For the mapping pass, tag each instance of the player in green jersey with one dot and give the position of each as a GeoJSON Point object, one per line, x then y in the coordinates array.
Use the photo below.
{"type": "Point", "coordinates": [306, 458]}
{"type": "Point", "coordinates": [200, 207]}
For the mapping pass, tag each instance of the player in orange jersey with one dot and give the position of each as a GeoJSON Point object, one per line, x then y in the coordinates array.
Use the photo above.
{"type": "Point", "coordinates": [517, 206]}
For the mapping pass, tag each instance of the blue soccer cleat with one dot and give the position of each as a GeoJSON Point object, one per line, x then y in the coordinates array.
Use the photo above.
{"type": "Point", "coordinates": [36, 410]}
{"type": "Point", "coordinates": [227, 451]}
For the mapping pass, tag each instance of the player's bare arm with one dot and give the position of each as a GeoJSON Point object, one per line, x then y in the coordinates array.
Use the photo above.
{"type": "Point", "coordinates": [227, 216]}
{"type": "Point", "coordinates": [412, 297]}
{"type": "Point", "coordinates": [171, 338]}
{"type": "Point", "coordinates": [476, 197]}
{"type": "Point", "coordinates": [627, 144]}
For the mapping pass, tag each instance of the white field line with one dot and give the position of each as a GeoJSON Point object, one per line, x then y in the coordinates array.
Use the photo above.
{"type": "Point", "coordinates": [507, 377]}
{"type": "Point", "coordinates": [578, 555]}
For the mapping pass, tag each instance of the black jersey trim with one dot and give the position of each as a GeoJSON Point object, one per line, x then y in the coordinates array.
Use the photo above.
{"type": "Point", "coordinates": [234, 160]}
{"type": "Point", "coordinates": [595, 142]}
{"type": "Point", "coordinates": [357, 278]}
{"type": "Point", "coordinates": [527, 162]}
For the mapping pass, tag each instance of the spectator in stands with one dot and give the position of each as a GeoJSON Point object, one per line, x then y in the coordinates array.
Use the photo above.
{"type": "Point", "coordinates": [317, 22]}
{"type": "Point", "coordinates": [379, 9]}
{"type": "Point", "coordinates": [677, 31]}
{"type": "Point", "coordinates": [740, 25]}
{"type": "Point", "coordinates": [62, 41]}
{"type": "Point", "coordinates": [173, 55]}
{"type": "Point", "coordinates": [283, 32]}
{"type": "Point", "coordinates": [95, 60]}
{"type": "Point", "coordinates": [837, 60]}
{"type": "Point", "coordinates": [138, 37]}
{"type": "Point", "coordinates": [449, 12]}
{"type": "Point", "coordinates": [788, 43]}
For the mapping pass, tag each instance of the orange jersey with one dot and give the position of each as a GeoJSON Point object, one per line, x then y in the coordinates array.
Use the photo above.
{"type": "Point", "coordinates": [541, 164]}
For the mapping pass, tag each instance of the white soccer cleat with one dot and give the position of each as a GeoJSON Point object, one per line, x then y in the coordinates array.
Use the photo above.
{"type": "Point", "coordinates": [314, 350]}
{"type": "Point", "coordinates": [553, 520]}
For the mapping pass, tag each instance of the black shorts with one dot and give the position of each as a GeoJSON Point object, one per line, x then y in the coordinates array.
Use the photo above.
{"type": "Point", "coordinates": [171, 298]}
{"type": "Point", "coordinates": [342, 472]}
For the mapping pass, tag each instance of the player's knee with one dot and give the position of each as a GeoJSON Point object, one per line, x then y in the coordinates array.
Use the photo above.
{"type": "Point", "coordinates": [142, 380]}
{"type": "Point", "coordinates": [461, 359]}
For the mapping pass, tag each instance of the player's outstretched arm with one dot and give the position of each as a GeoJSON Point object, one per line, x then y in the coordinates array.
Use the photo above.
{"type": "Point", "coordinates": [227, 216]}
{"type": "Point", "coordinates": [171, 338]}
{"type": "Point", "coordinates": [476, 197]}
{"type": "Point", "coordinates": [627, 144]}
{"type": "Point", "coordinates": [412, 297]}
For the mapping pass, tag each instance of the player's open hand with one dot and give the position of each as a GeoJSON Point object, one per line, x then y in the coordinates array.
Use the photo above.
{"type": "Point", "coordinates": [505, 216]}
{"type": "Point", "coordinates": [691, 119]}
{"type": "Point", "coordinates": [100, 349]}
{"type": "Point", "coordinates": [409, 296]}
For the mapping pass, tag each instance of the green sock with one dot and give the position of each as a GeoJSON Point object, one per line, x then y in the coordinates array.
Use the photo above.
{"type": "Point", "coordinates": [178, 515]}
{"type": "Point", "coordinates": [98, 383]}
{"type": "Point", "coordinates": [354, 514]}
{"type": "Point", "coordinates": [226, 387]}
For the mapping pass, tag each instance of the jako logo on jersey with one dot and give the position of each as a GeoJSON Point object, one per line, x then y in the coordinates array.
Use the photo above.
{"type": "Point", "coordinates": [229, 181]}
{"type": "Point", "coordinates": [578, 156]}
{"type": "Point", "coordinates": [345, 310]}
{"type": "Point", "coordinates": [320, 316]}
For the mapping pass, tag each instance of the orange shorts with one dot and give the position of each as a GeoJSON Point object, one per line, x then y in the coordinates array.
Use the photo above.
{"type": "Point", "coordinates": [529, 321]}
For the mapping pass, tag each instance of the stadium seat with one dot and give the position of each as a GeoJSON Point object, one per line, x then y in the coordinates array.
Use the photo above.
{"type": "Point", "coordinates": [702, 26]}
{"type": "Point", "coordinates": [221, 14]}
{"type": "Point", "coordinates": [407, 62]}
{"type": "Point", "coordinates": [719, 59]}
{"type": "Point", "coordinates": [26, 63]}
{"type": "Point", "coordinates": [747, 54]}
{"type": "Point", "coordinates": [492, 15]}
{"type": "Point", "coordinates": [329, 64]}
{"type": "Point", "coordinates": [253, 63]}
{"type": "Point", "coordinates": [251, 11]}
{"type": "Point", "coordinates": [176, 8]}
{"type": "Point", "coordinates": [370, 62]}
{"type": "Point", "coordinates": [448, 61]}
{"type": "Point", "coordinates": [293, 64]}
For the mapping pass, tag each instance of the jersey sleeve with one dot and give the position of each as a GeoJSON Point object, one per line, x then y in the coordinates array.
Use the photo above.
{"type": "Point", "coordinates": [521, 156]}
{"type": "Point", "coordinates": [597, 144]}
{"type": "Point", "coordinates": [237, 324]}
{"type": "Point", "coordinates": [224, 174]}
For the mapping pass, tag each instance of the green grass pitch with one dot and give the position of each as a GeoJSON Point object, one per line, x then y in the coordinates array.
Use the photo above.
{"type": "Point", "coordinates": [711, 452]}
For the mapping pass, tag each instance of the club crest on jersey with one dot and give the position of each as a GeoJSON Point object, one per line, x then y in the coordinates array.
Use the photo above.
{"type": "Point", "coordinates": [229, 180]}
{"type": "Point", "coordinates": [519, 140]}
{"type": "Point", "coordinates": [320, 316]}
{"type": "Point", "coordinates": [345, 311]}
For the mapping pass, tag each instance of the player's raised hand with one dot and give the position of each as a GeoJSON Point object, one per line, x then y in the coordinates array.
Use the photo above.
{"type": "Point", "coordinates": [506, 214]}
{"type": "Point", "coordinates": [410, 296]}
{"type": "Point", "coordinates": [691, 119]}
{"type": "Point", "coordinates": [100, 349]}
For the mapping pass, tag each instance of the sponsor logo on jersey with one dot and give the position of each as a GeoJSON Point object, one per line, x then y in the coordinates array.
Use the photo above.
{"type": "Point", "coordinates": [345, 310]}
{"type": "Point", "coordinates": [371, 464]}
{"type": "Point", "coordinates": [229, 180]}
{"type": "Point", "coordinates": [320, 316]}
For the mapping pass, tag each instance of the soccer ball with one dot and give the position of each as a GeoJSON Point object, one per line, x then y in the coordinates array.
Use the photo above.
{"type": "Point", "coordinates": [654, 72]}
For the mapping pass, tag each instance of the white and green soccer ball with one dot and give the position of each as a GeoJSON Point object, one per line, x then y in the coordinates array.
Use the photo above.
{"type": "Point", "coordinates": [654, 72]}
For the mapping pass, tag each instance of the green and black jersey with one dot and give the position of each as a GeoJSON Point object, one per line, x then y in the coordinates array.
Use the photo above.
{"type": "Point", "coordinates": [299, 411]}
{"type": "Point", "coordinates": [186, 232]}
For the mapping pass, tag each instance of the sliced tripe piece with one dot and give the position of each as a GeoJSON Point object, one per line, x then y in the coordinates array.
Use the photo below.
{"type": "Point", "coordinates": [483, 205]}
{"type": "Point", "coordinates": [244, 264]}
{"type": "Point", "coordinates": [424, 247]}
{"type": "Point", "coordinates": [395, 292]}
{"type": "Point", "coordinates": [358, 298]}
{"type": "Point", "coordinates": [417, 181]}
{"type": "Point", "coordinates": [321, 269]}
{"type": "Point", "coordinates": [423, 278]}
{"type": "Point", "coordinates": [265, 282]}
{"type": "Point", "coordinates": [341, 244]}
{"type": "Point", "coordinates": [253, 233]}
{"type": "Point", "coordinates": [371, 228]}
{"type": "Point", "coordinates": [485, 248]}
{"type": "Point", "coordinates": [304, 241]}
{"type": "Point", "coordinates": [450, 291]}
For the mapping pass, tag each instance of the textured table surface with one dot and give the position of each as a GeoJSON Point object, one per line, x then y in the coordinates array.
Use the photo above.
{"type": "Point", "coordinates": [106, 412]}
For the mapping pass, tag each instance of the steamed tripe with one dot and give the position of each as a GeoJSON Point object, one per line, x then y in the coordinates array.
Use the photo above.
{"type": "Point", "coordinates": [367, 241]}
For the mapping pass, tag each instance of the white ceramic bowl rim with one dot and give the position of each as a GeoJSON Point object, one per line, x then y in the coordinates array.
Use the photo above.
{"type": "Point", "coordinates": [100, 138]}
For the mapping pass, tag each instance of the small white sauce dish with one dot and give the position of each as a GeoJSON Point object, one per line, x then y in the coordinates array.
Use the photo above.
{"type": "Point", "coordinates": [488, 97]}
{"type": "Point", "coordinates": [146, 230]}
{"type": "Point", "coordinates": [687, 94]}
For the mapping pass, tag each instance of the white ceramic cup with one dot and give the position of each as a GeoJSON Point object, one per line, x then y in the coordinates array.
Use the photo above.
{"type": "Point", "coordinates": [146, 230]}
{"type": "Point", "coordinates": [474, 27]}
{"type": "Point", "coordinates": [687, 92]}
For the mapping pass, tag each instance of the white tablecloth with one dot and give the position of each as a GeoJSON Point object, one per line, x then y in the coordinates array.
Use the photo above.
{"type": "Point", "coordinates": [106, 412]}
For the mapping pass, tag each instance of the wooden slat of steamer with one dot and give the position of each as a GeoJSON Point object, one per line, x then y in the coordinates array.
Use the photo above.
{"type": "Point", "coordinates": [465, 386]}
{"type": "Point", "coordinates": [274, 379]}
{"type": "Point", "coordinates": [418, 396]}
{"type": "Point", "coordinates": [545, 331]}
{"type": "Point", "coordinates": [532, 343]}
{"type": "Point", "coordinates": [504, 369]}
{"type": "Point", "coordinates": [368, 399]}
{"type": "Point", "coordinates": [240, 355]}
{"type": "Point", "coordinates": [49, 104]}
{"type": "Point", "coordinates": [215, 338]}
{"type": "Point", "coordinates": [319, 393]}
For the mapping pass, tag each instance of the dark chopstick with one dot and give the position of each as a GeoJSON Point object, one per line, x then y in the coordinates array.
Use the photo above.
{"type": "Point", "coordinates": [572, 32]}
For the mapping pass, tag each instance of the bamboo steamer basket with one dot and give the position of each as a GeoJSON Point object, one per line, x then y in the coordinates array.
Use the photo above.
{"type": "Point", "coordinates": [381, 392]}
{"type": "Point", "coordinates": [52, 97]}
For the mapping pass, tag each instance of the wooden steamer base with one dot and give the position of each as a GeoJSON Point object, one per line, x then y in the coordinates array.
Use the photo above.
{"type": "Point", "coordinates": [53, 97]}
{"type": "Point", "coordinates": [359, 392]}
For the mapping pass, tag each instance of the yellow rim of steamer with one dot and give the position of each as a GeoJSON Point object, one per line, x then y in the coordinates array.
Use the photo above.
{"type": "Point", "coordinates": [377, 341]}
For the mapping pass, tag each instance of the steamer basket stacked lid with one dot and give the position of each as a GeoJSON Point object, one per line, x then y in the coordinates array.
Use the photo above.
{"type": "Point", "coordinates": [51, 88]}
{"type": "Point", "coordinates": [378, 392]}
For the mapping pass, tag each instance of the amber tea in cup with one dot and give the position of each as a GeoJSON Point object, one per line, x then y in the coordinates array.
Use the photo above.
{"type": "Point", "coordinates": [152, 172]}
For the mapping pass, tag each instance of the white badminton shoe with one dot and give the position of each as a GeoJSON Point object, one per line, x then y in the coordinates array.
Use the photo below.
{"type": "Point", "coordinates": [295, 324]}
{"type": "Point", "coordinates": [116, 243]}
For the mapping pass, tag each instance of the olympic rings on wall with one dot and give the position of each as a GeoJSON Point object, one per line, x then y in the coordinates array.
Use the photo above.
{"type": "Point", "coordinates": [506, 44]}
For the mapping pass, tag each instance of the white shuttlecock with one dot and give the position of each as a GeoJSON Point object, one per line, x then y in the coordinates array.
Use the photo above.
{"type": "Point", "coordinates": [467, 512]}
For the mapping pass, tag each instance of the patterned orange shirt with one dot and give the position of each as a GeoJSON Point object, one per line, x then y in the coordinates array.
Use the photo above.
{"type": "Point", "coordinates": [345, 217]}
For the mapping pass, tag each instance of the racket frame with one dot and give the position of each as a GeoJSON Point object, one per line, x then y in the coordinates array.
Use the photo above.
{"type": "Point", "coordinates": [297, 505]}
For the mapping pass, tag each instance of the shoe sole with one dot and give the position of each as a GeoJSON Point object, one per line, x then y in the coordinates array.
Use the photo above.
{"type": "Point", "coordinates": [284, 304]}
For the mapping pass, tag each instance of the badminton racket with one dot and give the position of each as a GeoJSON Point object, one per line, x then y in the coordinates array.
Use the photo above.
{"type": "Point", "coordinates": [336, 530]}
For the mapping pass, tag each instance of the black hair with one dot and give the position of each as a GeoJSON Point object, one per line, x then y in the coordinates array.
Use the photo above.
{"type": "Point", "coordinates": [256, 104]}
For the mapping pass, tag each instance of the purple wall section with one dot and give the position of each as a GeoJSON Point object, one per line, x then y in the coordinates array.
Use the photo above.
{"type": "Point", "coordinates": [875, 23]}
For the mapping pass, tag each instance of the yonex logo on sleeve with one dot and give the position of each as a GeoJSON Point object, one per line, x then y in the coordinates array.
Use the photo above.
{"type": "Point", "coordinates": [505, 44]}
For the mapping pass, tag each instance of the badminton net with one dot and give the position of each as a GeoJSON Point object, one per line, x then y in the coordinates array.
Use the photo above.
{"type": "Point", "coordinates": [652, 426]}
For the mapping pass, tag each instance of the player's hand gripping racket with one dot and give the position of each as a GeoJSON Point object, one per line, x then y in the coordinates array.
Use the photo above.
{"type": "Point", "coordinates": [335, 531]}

====

**Work request:** Select every line in the records above that contains the word "cleat".

**Answer to the problem:**
For the mapping pass, tag each instance of the blue soccer cleat with one dot and give the position of each as a GeoJSON Point object, one per line, x then y in the coordinates array.
For the mapping pass, tag each instance of the white soccer cleat with one dot and give the position of each as a GeoJSON Point object, one per line, x then y in the coordinates array.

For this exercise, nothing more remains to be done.